## Problem requirements
Identify every line of the entries below that contains the string "hand", and copy each such line. Case counts, so match only that exact capitalization.

§ §

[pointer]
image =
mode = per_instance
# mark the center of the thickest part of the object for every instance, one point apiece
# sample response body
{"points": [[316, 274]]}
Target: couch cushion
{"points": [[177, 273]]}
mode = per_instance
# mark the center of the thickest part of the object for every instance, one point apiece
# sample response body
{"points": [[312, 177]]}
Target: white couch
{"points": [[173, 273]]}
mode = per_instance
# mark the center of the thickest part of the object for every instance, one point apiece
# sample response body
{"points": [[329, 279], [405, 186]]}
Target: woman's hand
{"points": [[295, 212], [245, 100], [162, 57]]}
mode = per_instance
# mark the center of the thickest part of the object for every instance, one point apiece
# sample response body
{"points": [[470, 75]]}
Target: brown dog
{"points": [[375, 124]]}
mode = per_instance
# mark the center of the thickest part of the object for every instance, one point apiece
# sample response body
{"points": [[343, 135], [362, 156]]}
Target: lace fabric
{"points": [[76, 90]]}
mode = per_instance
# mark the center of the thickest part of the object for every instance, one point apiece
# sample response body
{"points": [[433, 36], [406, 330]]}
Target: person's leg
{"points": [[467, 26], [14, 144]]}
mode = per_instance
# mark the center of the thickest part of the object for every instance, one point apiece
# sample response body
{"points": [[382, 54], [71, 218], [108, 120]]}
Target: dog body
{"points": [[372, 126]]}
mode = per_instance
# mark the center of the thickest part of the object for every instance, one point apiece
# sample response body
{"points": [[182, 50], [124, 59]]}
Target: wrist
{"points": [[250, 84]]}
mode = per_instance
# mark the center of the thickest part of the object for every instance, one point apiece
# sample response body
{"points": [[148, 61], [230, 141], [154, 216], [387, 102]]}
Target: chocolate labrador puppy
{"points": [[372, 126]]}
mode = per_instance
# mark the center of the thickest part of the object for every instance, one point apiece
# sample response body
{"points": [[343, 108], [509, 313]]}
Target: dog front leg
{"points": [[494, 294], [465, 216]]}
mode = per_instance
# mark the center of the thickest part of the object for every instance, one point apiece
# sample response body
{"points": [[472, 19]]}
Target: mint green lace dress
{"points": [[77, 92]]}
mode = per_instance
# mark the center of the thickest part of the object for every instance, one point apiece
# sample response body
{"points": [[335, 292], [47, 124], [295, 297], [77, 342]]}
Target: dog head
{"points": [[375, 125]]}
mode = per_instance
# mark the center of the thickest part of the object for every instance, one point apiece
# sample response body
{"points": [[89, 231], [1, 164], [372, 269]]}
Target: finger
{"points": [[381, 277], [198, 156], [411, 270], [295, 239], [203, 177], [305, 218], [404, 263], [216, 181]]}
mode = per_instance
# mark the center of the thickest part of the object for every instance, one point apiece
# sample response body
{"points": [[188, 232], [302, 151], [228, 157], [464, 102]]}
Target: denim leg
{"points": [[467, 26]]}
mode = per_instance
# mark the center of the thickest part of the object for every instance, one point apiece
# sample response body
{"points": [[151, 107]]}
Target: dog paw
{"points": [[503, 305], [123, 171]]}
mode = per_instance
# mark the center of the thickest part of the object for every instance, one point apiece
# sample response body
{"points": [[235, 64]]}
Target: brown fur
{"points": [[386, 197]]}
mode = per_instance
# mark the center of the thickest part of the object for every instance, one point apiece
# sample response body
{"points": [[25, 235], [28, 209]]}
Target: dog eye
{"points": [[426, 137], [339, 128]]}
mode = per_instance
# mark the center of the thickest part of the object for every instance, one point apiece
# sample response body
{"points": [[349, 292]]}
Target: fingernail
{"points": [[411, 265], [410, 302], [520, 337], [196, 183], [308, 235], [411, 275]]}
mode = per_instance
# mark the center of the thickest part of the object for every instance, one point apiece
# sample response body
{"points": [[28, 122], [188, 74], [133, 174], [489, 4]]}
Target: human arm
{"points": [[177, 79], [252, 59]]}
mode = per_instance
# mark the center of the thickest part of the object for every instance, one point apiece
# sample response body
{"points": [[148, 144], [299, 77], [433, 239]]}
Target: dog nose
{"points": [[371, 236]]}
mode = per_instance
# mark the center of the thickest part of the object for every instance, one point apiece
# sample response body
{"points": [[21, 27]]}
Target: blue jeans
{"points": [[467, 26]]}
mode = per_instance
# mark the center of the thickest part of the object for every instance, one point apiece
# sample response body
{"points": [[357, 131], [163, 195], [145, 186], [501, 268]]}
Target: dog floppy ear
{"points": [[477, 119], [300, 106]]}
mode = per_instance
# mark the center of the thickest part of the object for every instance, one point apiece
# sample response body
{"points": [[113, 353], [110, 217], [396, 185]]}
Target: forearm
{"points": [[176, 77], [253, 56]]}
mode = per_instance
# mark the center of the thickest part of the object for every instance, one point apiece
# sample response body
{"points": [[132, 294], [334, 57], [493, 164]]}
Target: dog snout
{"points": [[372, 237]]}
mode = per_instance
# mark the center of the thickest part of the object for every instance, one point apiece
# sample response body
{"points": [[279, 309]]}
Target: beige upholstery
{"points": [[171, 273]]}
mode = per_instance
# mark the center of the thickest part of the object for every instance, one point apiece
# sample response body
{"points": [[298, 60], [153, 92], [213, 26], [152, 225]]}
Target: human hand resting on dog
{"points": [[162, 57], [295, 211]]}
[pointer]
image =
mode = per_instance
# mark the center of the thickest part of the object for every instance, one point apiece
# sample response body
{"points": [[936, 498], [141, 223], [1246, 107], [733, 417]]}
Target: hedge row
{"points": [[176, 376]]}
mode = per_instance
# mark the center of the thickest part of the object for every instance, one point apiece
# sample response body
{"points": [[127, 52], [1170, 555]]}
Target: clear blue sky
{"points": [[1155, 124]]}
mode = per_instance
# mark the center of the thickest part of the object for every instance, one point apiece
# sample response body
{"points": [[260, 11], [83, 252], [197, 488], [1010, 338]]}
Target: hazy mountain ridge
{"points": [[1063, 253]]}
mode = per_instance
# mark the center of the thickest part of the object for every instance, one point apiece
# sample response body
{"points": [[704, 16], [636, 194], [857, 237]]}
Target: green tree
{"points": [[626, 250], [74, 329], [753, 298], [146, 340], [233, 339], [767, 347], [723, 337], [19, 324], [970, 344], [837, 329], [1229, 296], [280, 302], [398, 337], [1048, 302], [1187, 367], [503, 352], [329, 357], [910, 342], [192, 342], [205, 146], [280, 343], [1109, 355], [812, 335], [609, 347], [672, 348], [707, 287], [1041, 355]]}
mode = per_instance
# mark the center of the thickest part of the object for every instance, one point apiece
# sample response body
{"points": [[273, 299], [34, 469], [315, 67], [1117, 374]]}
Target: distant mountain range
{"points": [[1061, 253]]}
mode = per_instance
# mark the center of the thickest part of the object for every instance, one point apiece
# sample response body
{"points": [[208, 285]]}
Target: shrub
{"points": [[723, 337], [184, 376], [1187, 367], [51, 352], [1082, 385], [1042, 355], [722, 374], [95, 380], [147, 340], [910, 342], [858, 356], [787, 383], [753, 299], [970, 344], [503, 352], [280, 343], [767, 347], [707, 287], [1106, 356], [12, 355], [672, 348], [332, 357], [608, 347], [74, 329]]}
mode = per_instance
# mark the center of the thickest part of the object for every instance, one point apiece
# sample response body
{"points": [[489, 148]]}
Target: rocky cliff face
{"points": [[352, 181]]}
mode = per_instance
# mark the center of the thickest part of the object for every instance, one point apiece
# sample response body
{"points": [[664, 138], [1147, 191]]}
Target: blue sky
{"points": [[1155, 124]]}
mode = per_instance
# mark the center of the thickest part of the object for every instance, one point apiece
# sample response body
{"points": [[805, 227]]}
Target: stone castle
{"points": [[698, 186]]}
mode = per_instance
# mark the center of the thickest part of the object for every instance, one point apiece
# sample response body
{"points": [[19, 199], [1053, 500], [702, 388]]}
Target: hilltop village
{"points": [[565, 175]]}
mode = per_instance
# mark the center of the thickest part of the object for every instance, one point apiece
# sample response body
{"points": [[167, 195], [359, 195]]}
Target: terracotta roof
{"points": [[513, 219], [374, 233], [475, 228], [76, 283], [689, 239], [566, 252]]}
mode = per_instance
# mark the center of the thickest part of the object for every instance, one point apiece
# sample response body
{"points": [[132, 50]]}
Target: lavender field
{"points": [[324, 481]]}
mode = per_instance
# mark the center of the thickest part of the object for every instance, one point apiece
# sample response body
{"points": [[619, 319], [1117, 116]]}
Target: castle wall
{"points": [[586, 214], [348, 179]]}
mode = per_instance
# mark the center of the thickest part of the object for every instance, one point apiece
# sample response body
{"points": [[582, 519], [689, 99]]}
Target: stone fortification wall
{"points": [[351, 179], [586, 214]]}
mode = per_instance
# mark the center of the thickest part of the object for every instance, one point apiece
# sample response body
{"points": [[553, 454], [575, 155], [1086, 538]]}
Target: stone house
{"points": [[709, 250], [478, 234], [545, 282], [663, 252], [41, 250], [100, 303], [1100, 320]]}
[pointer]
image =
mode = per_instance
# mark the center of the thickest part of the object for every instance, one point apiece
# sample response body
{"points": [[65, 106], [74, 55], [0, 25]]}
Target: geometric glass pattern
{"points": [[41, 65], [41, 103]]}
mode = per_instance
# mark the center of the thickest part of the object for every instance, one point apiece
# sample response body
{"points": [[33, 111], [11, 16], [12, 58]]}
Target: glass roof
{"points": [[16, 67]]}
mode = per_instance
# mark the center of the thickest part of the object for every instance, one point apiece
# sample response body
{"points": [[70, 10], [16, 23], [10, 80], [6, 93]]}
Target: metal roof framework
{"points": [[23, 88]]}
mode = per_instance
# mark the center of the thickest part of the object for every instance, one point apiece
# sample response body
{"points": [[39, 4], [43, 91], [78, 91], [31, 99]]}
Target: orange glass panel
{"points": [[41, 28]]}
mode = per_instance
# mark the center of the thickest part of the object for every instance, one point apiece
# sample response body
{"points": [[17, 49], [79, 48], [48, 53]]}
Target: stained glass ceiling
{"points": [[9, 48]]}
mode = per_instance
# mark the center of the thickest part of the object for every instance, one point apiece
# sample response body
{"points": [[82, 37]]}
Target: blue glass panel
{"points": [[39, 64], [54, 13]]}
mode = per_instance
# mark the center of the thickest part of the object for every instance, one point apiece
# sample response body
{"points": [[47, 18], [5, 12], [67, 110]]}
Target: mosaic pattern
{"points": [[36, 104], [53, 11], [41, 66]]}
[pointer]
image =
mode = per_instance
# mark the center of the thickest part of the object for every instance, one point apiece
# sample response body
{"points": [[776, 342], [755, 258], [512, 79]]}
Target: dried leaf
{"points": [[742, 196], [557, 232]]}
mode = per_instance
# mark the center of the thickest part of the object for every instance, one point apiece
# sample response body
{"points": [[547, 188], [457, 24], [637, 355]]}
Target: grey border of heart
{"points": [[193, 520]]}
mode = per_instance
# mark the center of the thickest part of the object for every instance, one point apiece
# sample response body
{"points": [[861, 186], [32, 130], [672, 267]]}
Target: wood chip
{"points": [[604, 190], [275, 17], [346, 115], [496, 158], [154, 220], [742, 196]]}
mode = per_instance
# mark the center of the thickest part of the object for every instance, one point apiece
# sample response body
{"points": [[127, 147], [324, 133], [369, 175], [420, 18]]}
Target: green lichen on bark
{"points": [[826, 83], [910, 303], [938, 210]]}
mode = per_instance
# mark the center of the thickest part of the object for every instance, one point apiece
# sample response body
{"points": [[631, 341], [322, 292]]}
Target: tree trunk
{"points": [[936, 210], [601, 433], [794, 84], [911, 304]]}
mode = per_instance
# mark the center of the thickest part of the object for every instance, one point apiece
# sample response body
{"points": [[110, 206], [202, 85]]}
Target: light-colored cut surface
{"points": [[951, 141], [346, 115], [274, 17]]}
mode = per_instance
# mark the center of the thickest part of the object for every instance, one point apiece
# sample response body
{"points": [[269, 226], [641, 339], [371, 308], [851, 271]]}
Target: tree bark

§ §

## Response for this exercise
Target: woman's hand
Target: human hand resting on dog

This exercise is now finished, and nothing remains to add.